═══ Excerpt ═══
Drawing on this original framing, CSA has been applied to diverse aspects of agriculture, ranging from field-scale agricultural practices to food supply chains and food systems generally. Beyond agricultural practices and outcomes, a wide array of institutions, policies, finance, safety nets, capacity-building and assessment have all been identified as enabling CSA. Following the Second Global Conference on Agriculture, Food Security and Climate Change in Hanoi in 2012, the recently published Climate-Smart Agriculture Sourcebook further advanced the concept with the intention of benefiting primarily smallholder farmers and vulnerable people in developing countries .
Building on this brief outline of the concept, in this article we first lay out major implications and shortcomings of what CSA means in practice. We then describe the challenges we are facing in assessing our trajectories toward long-term safe operating spaces of social-ecological systems for humanity within planetary and local boundaries and suggest an agenda for immediate action required to step up to meet the challenges.
Although in principle only agricultural practices that encompass all components of CSA should be branded as “climate-smart,” the term has been used very liberally because it is unclear how the different dimensions interact. Therefore, virtually any agricultural practice that improves productivity or the efficient use of scarce resources can be considered climate-smart because of the potential benefits with regard to food security, even if no direct measures are taken to counter detrimental climate effects. In addition, virtually any agricultural practice that reduces exposure, sensitivity or vulnerability to climate variability or change (for example, water harvesting, terracing, mulching, drought-tolerant crops, index insurances, communal actions) are also climate-smart because they enhance farmers’ ability to cope with weather extremes. Likewise, agricultural practices that sequester carbon from the atmosphere (for example, agroforestry, minimum tillage), reduce agricultural emissions (for example, manure management, biogas plants, reduced conversion of forests and rangeland) or improve resource use efficiency (for example, higher productivity crop and livestock breeds, improved crop management and animal husbandry) can all be considered climate-smart because they contribute to slowing the rate of climate change. CSA has been a powerful concept to direct a focus on the climate change–agriculture nexus and has united the agriculture, climate change and development communities under one brand. Almost any agricultural practice or outcome currently qualifies as climate-smart, however, suggesting that CSA is a triple-win for all without regrets, losers and trade-offs. Thus, CSA can easily be appropriated for a wide range of even conflicting agendas.
═══
» **Required task 1**
List every line of the records that contains the word "girl".
The passage and the records are unrelated material.
═══ Data records ═══
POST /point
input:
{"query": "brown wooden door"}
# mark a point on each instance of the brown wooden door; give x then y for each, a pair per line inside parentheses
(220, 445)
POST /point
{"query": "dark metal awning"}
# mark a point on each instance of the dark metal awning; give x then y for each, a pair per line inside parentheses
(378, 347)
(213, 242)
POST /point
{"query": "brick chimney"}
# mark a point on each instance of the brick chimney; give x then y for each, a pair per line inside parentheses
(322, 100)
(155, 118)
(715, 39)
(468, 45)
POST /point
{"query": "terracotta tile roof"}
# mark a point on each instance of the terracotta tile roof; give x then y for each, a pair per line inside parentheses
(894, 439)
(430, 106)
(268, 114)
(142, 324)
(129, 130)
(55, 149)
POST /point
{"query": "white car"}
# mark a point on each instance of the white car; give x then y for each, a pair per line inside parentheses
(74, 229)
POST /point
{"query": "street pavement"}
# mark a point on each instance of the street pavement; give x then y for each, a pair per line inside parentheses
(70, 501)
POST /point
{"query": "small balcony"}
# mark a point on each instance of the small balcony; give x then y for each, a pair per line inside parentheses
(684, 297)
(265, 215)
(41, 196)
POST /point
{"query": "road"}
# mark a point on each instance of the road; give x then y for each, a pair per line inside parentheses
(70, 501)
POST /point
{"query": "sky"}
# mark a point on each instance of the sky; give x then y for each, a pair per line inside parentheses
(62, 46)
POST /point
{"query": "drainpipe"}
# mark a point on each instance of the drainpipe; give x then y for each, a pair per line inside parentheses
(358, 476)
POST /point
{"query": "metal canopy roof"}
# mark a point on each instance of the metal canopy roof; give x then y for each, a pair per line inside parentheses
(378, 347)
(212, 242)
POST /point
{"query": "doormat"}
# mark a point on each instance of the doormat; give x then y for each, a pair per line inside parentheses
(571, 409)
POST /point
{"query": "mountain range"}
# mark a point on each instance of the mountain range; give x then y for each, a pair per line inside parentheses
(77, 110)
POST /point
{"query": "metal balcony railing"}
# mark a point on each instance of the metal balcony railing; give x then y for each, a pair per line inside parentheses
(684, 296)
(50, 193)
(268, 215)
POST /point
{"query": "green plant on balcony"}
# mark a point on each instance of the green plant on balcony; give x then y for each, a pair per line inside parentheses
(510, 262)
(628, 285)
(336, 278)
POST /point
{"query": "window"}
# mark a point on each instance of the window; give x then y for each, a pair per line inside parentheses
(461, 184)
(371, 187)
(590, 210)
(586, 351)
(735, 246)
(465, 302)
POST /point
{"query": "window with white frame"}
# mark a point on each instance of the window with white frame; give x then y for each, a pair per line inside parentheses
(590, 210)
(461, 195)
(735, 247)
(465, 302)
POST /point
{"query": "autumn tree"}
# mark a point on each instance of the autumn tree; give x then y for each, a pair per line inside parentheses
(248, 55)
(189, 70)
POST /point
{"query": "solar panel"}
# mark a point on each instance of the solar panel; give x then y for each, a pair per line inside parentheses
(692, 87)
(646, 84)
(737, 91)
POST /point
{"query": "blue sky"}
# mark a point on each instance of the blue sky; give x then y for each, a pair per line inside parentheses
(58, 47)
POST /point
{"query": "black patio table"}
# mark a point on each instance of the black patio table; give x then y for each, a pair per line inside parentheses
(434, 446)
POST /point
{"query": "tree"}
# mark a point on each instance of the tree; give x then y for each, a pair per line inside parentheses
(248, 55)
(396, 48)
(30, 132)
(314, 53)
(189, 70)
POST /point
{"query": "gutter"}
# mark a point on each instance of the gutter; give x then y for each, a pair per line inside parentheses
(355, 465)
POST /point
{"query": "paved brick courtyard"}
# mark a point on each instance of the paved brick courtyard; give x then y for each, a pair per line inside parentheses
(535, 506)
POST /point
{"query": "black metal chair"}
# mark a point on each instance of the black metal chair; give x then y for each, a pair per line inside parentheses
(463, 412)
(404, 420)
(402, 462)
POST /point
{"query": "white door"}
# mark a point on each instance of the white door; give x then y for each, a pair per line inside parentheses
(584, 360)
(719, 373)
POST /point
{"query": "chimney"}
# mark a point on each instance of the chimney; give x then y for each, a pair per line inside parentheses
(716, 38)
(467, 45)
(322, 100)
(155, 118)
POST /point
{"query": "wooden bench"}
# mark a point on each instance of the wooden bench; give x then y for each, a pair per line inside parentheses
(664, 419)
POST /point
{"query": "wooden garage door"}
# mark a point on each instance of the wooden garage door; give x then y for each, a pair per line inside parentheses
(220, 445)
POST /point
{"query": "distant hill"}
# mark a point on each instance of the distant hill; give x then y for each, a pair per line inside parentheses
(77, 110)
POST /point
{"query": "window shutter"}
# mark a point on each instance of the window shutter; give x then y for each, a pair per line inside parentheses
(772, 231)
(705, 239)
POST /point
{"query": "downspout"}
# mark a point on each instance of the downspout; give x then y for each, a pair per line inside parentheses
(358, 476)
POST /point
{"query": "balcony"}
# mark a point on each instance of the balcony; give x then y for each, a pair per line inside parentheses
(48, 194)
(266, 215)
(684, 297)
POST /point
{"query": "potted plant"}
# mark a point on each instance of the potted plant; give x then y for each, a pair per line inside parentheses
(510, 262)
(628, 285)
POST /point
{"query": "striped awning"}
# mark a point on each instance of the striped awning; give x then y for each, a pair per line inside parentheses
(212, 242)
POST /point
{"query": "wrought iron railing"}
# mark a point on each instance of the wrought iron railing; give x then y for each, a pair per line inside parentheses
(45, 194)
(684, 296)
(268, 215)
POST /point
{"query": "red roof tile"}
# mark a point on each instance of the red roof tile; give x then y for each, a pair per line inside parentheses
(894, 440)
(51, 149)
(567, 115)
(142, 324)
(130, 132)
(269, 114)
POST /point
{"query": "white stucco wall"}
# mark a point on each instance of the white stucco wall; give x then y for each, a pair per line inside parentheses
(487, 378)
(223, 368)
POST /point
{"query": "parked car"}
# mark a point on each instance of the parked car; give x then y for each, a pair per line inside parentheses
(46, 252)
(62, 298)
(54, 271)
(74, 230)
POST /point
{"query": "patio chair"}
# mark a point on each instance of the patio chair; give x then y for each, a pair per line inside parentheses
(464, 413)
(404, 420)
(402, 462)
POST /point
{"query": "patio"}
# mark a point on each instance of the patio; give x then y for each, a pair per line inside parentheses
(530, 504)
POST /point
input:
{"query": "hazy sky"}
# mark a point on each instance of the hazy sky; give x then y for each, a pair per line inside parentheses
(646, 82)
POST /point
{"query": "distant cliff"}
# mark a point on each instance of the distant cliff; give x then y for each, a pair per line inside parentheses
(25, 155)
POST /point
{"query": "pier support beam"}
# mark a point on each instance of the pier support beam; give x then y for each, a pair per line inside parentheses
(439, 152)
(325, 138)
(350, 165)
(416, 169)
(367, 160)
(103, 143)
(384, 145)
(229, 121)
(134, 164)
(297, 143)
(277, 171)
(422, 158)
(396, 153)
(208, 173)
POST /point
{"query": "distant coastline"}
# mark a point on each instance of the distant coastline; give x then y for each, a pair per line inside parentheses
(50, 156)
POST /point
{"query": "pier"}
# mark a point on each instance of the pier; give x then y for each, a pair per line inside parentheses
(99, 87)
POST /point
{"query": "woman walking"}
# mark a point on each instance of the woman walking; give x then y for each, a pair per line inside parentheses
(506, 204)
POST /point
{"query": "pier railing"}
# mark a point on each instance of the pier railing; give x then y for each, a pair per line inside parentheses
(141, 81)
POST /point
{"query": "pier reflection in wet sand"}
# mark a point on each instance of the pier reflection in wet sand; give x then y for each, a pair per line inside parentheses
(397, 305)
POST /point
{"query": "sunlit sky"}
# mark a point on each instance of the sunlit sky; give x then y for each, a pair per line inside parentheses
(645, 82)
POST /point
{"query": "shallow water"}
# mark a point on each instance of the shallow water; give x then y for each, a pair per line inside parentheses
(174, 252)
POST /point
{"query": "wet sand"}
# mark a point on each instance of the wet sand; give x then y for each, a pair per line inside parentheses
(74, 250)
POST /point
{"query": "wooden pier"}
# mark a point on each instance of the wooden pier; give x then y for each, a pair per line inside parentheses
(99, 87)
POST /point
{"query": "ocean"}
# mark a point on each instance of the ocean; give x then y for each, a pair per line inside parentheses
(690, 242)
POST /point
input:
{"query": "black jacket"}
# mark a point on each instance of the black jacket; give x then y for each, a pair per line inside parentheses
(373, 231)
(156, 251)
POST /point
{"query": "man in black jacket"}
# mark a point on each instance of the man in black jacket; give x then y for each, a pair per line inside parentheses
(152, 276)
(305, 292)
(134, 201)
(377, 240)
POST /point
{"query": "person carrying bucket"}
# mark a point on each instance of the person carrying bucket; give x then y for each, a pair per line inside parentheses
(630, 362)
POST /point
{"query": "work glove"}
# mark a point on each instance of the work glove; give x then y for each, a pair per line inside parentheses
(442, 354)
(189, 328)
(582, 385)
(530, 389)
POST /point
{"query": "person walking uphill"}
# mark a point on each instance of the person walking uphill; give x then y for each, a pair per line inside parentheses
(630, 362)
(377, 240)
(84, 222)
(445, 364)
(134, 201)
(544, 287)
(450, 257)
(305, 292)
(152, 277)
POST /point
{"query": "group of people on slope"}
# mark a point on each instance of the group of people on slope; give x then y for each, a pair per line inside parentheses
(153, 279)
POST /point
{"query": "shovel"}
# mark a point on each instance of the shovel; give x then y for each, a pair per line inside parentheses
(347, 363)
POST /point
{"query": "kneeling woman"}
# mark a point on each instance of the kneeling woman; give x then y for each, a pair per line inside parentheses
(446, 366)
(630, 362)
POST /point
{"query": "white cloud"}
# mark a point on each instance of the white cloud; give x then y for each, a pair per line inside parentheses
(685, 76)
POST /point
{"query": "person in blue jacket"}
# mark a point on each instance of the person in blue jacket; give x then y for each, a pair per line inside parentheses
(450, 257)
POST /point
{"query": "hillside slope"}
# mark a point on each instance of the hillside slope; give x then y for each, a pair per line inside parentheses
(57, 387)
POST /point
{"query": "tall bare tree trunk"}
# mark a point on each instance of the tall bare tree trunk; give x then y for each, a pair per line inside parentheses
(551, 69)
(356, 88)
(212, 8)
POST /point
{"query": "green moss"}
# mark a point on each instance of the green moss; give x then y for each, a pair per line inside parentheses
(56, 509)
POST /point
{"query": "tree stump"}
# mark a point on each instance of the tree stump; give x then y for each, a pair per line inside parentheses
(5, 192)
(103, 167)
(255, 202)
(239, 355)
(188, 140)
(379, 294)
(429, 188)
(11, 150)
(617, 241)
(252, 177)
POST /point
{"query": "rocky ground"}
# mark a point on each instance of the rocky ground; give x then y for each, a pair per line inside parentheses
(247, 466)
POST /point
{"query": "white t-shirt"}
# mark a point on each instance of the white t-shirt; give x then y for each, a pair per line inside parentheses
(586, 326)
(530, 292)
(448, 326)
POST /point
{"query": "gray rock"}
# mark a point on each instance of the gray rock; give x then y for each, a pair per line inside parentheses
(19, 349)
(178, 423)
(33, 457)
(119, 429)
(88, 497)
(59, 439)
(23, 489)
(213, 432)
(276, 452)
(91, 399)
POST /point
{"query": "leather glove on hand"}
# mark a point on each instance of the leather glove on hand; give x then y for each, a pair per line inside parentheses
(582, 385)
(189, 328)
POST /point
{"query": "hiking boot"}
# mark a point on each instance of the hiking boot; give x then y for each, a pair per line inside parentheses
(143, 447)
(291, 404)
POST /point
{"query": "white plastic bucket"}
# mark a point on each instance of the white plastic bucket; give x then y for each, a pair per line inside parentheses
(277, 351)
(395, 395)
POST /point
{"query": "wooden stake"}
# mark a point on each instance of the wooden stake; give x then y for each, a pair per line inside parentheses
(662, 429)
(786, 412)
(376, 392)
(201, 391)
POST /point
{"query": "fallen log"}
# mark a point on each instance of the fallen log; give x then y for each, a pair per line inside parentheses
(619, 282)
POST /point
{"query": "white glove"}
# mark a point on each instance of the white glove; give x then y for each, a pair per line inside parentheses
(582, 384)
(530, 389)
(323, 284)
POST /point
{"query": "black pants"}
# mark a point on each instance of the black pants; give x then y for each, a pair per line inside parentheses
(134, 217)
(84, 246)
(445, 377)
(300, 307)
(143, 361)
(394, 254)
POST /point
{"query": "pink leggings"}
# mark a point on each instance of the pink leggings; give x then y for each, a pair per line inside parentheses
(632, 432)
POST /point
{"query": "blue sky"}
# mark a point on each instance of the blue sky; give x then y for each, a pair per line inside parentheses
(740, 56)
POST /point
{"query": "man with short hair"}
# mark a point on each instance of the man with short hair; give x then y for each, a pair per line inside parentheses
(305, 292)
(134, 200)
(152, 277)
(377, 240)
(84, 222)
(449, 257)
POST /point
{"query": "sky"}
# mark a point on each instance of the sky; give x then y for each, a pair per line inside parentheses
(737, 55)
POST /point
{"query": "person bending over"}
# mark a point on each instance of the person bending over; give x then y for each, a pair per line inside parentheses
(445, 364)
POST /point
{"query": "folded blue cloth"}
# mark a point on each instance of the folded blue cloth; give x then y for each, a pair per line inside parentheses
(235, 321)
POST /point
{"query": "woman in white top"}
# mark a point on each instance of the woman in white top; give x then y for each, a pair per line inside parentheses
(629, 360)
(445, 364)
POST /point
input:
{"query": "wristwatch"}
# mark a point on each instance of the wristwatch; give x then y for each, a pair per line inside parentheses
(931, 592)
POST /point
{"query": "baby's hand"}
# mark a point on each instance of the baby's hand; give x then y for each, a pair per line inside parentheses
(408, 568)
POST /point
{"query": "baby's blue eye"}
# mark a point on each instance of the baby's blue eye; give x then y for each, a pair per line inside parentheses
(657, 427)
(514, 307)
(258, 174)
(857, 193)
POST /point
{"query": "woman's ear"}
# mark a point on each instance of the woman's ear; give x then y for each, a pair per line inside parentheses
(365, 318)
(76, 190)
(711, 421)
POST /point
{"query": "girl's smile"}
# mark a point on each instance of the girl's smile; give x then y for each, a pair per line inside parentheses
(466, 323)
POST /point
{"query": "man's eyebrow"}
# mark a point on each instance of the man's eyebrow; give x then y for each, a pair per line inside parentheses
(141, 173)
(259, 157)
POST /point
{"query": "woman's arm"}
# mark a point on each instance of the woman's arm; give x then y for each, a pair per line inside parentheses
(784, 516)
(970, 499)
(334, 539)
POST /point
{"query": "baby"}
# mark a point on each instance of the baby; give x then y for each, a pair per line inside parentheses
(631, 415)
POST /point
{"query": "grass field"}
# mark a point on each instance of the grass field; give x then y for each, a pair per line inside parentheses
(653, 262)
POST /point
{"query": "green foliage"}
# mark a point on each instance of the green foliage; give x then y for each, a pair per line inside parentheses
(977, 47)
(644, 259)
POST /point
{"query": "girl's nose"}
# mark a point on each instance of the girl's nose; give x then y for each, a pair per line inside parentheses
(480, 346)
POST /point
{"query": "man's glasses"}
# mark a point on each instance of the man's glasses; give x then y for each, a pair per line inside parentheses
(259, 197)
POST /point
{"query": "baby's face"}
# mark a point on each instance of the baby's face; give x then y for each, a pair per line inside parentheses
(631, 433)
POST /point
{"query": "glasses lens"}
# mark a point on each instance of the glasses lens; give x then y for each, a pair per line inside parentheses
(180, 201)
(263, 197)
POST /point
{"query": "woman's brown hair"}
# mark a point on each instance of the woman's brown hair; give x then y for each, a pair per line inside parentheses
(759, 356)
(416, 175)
═══
» **Required task 2**
In the passage on climate-smart agriculture, write out the part from "Drawing on this" up to and including "developing countries .", swapping "smallholder farmers" for "small-scale farmers".

» **Solution 1**
{"query": "girl's smile"}
# mark a point on each instance of the girl's smile; give x then y for each, a pair per line inside parentheses
{"query": "girl's nose"}
# mark a point on each instance of the girl's nose; give x then y for each, a pair per line inside parentheses

» **Solution 2**
Drawing on this original framing, CSA has been applied to diverse aspects of agriculture, ranging from field-scale agricultural practices to food supply chains and food systems generally. Beyond agricultural practices and outcomes, a wide array of institutions, policies, finance, safety nets, capacity-building and assessment have all been identified as enabling CSA. Following the Second Global Conference on Agriculture, Food Security and Climate Change in Hanoi in 2012, the recently published Climate-Smart Agriculture Sourcebook further advanced the concept with the intention of benefiting primarily small-scale farmers and vulnerable people in developing countries .